→ The data:
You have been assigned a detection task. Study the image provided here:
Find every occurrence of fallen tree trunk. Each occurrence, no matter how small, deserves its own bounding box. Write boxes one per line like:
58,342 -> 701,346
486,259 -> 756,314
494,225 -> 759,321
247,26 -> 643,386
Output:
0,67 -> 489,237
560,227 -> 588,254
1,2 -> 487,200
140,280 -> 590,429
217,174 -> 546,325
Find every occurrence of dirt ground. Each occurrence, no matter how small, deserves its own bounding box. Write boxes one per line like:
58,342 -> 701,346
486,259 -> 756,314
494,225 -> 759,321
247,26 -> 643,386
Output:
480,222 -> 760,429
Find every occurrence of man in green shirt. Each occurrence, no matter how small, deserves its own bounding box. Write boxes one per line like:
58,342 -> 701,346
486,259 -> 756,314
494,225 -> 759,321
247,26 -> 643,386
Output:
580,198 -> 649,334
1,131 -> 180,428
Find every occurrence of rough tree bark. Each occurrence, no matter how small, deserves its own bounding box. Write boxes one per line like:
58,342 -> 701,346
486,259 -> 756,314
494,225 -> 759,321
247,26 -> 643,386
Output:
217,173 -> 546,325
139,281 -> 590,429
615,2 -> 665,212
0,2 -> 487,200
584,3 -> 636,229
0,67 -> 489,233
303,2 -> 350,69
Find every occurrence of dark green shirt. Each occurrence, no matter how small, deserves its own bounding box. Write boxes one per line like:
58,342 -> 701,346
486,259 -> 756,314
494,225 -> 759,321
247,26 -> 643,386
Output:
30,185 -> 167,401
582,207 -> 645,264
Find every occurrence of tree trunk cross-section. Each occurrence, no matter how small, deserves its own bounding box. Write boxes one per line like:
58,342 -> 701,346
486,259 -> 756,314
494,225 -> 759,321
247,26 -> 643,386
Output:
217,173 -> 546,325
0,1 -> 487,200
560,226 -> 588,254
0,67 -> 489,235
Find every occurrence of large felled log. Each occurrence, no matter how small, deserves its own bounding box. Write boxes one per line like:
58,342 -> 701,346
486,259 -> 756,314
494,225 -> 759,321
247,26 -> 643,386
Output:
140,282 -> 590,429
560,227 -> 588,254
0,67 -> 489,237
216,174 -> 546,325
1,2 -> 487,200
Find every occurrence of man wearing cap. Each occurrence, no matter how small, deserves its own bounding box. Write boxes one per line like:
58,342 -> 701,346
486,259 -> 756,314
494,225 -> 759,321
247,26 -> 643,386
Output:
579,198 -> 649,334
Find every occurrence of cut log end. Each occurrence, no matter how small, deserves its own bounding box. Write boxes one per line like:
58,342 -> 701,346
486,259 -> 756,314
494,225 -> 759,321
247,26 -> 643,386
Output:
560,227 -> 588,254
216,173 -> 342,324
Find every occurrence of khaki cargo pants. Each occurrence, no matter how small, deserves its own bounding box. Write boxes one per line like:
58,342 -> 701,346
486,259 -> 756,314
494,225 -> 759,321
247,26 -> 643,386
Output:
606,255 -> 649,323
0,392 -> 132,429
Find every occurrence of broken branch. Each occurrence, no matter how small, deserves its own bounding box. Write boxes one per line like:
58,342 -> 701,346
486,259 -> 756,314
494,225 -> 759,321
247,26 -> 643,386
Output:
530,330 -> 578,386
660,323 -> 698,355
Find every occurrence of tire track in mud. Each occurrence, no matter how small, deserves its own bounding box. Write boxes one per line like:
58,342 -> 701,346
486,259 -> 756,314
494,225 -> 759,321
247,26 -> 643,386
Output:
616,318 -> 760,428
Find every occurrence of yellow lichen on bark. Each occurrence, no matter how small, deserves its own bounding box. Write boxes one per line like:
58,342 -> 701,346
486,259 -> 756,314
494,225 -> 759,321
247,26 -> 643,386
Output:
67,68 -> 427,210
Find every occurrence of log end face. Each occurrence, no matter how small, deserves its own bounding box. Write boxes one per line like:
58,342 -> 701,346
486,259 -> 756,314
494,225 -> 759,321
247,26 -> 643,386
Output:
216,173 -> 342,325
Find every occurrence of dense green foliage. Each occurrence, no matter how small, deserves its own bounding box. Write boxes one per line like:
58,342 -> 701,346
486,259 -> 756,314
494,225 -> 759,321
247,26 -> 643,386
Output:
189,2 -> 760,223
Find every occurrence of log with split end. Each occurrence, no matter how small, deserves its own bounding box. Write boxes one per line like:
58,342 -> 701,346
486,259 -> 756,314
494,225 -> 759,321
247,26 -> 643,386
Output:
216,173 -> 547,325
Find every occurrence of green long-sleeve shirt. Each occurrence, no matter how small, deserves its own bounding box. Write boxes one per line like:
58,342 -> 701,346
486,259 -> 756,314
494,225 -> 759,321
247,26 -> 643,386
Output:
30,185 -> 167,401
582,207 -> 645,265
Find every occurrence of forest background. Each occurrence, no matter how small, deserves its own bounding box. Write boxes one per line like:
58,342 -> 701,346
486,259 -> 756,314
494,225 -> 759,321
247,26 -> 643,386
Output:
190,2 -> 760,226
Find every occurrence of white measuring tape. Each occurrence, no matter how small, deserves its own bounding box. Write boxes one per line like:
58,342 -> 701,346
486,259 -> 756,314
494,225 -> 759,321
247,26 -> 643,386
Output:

→ Exercise: Among the records above, find the lines where the word "bark" appears and copy them.

→ Output:
Find every occurrence of rough tree bark. Each occurrence, no matter how small, deserves its own bounding box. Write boxes one per line like:
Find every occurrence of yellow lichen on bark. Each occurrence, no matter how small, deserves its own bounding box. Write boxes one per line like:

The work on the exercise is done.